Collection entries
======

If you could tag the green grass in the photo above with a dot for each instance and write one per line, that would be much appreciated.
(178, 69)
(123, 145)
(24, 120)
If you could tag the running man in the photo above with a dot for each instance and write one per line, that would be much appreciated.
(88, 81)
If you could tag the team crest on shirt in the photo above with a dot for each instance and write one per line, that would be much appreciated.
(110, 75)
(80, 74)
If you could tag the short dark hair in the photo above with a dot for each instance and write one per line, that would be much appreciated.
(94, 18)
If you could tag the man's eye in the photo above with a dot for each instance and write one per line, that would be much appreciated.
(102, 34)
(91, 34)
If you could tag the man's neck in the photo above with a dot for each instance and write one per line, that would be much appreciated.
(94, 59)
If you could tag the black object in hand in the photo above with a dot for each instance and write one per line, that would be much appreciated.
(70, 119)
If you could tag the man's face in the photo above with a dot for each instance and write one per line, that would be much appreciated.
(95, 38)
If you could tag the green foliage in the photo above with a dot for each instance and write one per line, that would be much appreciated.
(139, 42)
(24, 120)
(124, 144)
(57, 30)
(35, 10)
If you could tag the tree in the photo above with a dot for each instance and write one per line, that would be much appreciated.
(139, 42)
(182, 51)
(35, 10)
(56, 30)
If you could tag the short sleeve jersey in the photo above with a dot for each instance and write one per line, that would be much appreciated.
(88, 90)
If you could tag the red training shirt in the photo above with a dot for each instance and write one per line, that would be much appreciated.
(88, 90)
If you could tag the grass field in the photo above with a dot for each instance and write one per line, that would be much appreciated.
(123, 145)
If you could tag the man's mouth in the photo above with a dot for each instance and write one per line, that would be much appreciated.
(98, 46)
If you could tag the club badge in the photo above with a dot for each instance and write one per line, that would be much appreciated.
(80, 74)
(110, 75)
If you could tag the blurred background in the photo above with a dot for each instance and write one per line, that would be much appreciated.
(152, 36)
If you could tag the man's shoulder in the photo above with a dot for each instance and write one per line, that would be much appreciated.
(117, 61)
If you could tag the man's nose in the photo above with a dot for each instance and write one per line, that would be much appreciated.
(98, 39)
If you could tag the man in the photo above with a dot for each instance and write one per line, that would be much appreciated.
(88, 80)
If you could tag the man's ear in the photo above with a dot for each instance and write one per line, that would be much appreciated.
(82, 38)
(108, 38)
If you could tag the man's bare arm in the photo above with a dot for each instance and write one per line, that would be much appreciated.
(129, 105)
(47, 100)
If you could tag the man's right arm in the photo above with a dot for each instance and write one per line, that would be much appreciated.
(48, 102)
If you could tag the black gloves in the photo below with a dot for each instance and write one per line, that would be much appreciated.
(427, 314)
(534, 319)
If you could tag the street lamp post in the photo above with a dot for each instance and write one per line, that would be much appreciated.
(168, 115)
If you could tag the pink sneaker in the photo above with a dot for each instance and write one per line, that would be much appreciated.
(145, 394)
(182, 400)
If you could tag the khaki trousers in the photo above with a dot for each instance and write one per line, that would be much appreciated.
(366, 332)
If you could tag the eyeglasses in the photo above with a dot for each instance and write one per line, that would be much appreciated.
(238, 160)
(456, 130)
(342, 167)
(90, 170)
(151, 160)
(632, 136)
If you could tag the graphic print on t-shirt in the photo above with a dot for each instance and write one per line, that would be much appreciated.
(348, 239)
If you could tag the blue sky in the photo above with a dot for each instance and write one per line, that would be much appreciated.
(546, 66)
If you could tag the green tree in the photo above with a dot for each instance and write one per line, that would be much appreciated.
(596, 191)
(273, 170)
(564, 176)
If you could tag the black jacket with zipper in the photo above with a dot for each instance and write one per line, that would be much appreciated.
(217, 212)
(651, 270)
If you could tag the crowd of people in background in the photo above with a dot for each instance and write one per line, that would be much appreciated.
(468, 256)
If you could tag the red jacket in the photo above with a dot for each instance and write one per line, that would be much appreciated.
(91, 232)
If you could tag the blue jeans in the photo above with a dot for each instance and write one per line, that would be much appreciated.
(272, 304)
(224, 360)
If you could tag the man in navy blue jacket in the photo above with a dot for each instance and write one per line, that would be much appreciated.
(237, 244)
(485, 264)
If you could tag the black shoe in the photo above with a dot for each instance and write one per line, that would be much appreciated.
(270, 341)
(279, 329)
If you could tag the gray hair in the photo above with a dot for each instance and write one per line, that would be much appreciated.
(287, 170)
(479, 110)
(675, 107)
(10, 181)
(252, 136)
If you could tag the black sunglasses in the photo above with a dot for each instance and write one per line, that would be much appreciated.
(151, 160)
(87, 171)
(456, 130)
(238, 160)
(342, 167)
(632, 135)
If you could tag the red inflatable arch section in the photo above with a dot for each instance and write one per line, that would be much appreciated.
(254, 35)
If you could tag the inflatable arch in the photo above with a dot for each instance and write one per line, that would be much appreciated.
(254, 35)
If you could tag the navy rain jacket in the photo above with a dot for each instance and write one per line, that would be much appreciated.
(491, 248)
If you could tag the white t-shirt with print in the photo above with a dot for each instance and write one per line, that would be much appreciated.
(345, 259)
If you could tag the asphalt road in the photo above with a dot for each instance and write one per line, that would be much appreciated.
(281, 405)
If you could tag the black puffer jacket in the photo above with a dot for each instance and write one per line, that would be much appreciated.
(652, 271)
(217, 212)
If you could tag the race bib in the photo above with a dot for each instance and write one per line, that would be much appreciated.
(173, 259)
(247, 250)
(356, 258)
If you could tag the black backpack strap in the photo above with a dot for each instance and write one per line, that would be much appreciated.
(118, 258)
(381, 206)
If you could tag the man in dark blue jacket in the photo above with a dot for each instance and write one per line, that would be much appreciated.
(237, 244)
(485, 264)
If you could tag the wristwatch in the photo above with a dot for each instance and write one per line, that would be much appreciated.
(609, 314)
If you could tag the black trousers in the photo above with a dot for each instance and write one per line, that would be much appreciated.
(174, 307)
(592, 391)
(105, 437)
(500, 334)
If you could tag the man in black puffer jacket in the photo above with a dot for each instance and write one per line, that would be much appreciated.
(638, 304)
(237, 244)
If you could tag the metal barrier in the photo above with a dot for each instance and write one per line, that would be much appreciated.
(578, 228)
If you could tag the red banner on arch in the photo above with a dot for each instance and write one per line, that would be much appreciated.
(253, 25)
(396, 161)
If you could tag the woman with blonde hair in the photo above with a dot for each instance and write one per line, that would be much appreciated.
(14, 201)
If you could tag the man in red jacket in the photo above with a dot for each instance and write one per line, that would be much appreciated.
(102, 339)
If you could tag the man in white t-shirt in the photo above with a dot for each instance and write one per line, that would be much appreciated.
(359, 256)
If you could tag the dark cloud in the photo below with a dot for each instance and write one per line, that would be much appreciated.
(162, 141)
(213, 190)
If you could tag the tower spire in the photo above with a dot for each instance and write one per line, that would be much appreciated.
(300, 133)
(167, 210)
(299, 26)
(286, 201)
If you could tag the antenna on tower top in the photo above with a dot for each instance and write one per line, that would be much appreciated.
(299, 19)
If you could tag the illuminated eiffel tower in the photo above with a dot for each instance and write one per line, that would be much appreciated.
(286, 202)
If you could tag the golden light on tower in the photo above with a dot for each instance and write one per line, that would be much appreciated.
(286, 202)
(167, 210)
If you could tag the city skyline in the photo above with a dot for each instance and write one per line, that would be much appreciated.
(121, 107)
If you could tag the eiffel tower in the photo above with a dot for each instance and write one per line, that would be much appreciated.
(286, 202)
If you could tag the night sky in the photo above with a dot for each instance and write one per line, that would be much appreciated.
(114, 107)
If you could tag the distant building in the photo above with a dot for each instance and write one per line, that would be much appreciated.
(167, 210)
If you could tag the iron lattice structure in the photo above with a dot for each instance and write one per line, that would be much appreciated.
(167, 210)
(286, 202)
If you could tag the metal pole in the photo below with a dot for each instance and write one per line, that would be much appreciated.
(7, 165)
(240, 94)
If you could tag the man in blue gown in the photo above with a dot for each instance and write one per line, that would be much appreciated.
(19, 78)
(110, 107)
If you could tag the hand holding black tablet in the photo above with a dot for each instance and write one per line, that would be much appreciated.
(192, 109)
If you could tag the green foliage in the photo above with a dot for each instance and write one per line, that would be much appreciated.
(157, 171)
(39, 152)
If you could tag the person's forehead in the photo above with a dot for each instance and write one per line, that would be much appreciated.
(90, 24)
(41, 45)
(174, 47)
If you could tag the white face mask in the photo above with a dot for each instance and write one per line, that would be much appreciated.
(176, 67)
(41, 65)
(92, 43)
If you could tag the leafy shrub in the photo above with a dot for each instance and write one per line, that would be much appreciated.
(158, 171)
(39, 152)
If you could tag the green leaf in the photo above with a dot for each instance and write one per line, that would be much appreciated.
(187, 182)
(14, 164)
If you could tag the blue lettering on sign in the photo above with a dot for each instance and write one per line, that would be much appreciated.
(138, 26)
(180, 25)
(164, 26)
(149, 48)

======

WHAT YOU SHOULD DO:
In the entries above, find the line containing "If you could tag the person's". Set down that line and every line after it through the last one, exactly and alone.

THE SOLUTION:
If you could tag the person's forehead in the photo above with a dot for each instance and write one per line, that would be much appreciated.
(90, 24)
(41, 45)
(174, 47)
If you could tag the white face mask in the photo above with a dot for each instance and write one per line, that would be much appreciated.
(176, 67)
(41, 65)
(92, 43)
If you could tag the leafy shrub in the photo above with a dot for each instance and write one per line, that would be much appreciated.
(158, 171)
(39, 152)
If you could tag the green leaf in the photo above with a dot for each instance and write one per line, that would be much appreciated.
(187, 182)
(14, 164)
If you could tag the blue lettering on sign in the photo above with a dot for each instance and write one per line, that would be much appreciated.
(138, 26)
(180, 25)
(164, 26)
(149, 48)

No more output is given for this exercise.